What is needed is a word-for-word transcription of every record below.

> _RECORDS FOR THE EXERCISE_:

--*--

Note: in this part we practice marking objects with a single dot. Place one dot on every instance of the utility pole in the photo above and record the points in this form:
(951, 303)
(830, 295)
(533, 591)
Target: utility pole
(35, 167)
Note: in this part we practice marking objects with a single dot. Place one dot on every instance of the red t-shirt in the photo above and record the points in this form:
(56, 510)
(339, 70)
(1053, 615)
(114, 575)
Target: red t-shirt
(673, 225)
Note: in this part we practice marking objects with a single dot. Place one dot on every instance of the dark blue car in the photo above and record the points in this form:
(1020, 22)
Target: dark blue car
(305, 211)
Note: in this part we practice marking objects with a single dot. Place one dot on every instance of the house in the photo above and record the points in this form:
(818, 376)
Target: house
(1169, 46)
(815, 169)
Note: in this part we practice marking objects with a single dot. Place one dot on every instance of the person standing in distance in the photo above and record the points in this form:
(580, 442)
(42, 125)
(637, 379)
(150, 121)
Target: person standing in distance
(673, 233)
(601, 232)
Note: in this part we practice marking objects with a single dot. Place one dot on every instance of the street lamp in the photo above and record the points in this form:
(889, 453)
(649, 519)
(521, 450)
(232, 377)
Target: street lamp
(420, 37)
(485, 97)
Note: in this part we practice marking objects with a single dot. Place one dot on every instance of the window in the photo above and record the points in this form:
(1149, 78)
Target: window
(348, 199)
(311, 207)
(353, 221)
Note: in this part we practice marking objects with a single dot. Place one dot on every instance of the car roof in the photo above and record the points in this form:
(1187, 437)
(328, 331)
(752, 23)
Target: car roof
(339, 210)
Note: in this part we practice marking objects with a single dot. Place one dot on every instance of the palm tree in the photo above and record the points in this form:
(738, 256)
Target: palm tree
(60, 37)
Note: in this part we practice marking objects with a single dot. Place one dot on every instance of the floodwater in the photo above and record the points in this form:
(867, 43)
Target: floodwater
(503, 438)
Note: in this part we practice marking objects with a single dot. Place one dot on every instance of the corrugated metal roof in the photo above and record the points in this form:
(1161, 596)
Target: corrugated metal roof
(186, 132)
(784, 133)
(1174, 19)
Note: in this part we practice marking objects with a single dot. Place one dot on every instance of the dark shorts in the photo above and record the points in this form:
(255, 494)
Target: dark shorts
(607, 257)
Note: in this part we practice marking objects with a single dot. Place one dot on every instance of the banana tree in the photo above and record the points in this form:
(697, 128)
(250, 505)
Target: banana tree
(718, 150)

--*--

> _COMPLETED EXERCISE_:
Note: in this part we practice marking objects with a single dot. Place one dot on every instance of the utility pole in the photo above and record the points in this form:
(951, 303)
(830, 295)
(533, 591)
Target: utility pole
(35, 167)
Note: in this part we practice marking objects with a single dot. Place one dot on every instance of the red t-shirt in the photo above and record the points in this form:
(56, 510)
(339, 70)
(1053, 615)
(114, 575)
Target: red t-shirt
(673, 225)
Note: in this part we practice marking objects with a single dot. Place one dot on every instance of the dark blue car in the photo above and record the points in this form:
(1020, 22)
Target: dark blue car
(305, 211)
Note: in this part we practice marking objects with a single dot. Place one dot on every instance of the house in the photo above and record the points in this form:
(818, 376)
Target: house
(1169, 46)
(815, 169)
Note: in this part we practice marking objects with a single dot. Place one dot on every instance of the person standing in distance in the photo above and record the points in this form:
(580, 442)
(42, 125)
(637, 379)
(150, 121)
Target: person standing in distance
(673, 233)
(601, 232)
Note: in this part we practice marking objects with a single dot. Place one dot on every instance of the street lamp in the photo above and record the points in this form:
(889, 453)
(649, 519)
(521, 450)
(232, 377)
Target: street lamp
(420, 37)
(485, 97)
Note: in this part we practice marking objects with a single dot. Place one dot on every instance of the window in the photo above and record the points in this form:
(1149, 78)
Target: window
(348, 199)
(311, 207)
(353, 221)
Note: in this part we practice marking objects with a single dot. Place one dot on every instance of the car roof in the photo above and record the points in this form:
(1187, 437)
(328, 331)
(752, 23)
Target: car roof
(339, 210)
Note: in this part we practice marking objects with a single dot. Place one dot on every instance of the palm tree in the photo above and record the points in this form:
(738, 256)
Target: palm tree
(60, 37)
Note: in this part we practice marking objects with a single dot. Place one dot on every instance of the floodwater in the photo above and record the points in this form:
(867, 43)
Target: floodwater
(503, 438)
Note: in this part we practice marking objects with a single dot. Place one dot on every instance of the corrugated metal roof in the photo above and record the points in this form:
(1161, 596)
Target: corrugated metal roof
(186, 132)
(784, 133)
(1174, 19)
Note: in this part we practice marking objects with a single dot. Place one dot on every instance of the dark shorts in the photo above and record the points in this form:
(255, 494)
Target: dark shorts
(607, 257)
Note: in this part we practice marking objects with a single dot. Place one dot on every instance of the banana tree in the photo above and record the points in this form:
(697, 128)
(250, 505)
Target: banana tree
(718, 150)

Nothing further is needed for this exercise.